◆ **Problem description**: Copy out the rows word for word, from the line that contains "Where can the radiator pipe" through the line that contains "pixel 1006 67", including both of those lines, and nothing else.

◆ **Available data**:
***

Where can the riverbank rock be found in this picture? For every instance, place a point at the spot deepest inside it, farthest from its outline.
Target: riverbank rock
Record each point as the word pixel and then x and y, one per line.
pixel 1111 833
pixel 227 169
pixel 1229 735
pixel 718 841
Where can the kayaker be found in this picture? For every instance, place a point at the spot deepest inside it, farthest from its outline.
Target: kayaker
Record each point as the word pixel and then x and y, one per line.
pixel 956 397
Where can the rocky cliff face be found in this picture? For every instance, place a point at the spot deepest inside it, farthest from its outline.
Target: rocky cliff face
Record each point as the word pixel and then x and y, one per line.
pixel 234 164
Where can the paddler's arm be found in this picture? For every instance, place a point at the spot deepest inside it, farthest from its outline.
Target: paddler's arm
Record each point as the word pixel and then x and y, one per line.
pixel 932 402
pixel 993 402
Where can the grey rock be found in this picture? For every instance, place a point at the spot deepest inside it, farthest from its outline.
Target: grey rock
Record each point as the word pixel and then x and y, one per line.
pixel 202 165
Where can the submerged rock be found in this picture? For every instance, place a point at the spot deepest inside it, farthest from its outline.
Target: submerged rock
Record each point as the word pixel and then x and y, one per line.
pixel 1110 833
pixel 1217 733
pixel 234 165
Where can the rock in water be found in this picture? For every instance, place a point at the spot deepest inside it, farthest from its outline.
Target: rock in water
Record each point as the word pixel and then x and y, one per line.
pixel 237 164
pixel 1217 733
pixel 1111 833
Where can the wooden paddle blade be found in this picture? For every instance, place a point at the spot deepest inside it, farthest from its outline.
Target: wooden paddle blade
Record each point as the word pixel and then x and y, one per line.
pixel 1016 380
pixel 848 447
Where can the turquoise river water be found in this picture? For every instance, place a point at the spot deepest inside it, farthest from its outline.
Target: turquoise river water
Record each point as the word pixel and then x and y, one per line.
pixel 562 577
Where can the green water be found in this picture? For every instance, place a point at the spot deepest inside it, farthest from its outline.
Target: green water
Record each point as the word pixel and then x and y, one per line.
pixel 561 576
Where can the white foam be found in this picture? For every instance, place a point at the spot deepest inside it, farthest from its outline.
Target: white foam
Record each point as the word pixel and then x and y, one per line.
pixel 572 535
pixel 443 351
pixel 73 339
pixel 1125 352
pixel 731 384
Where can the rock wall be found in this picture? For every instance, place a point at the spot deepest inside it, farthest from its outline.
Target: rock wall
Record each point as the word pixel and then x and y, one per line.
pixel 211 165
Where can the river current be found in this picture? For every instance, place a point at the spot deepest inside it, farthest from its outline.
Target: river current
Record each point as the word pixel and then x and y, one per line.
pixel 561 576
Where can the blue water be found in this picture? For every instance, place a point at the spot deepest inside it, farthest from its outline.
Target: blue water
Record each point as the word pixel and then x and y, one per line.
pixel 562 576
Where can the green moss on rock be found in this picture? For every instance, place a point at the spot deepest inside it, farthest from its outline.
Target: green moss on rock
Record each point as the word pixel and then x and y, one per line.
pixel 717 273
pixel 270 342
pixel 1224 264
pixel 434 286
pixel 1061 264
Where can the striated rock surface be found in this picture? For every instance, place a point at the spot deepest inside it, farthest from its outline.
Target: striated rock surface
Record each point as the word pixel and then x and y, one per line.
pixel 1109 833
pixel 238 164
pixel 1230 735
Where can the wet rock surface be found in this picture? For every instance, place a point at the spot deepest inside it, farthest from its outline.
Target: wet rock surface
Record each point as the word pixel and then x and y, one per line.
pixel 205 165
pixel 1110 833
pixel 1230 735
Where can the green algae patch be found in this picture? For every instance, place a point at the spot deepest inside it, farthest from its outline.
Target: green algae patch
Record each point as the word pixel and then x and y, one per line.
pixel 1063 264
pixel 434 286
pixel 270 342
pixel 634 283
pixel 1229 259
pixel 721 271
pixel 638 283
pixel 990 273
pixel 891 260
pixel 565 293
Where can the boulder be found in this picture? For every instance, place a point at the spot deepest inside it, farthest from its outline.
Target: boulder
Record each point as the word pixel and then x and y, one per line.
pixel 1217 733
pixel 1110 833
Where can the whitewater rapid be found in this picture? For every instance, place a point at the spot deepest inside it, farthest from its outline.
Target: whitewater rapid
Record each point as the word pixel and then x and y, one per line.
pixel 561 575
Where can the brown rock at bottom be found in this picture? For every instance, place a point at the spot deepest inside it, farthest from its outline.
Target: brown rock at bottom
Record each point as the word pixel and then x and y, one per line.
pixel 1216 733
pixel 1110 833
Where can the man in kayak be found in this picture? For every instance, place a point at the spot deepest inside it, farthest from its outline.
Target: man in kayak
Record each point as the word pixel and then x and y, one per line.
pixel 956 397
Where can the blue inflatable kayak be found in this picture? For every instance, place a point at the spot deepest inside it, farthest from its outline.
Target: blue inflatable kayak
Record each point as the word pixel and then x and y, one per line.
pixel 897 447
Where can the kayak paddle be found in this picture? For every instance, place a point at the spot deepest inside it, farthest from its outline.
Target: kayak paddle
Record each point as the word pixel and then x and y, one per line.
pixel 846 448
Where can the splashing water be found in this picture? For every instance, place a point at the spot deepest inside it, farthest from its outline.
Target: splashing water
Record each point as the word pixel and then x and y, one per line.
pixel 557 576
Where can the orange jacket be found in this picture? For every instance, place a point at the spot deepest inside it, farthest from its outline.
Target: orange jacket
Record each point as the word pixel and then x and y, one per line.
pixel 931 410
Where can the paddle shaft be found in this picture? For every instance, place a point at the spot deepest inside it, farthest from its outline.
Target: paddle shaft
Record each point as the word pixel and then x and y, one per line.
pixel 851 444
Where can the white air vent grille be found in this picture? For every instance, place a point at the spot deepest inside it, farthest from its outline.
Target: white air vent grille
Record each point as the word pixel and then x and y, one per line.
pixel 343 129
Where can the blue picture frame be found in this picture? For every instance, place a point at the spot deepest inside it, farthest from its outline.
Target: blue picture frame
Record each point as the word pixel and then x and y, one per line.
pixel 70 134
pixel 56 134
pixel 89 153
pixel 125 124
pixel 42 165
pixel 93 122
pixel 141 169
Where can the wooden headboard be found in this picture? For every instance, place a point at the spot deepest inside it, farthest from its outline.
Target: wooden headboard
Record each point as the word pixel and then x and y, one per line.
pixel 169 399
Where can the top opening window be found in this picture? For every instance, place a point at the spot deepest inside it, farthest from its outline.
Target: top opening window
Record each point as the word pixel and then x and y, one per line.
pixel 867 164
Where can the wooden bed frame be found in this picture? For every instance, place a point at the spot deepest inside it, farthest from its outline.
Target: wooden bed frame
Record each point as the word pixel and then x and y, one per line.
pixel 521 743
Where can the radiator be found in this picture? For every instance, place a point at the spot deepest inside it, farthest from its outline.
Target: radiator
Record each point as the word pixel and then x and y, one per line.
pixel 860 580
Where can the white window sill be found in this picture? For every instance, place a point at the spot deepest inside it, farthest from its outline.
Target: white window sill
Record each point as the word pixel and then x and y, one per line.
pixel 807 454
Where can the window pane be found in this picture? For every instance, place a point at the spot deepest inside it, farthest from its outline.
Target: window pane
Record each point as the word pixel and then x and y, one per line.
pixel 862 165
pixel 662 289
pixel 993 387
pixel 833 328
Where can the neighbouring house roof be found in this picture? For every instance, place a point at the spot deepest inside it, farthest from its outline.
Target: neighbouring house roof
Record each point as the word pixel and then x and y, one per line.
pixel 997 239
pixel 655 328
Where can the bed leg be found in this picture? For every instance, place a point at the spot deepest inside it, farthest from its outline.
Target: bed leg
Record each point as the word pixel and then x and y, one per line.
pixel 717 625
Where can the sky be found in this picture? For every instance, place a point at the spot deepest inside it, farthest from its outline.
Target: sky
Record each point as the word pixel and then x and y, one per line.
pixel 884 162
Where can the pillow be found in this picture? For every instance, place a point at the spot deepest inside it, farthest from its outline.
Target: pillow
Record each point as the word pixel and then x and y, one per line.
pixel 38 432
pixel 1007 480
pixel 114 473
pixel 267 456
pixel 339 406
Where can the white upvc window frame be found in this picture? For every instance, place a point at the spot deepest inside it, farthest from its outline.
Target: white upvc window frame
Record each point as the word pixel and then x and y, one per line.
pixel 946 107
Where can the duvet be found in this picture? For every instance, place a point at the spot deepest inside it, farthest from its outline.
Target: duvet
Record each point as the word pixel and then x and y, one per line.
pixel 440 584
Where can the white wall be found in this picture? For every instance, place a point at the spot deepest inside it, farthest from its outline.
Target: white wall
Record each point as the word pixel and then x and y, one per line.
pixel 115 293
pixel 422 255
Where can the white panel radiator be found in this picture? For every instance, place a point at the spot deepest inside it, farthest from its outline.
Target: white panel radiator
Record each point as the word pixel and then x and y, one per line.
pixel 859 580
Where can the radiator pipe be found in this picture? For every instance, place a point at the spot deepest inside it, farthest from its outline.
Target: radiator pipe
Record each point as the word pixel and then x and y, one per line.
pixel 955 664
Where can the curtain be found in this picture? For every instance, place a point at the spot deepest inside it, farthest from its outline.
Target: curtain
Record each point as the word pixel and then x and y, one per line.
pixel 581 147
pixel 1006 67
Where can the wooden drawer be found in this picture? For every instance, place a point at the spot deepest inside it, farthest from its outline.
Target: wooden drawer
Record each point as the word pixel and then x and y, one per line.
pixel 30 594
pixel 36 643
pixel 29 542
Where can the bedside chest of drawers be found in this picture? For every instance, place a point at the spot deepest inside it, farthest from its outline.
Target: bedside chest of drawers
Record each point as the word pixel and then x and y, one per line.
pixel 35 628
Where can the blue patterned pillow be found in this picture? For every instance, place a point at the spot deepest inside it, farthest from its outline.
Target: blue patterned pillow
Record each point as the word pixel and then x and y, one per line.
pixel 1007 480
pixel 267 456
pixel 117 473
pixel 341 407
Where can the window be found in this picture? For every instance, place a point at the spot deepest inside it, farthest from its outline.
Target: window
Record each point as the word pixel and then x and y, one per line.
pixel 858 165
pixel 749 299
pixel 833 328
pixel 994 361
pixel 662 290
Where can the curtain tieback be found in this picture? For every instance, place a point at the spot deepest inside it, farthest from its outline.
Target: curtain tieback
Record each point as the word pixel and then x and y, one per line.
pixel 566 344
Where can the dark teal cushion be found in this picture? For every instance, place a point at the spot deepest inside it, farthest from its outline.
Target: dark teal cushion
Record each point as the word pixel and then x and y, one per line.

***

◆ **Result for this task**:
Where can the radiator pipe be found in this picture? For every instance, place a point at the spot deepest inside it, farthest from its outline.
Target: radiator pipe
Record each point as the word pixel and then x and y, one per line.
pixel 955 664
Where can the curtain be found in this picture? For every instance, place a point at the spot deepest inside it, farthest from its outline.
Target: curtain
Record each point as the word pixel and then x and y, one per line.
pixel 581 147
pixel 1006 67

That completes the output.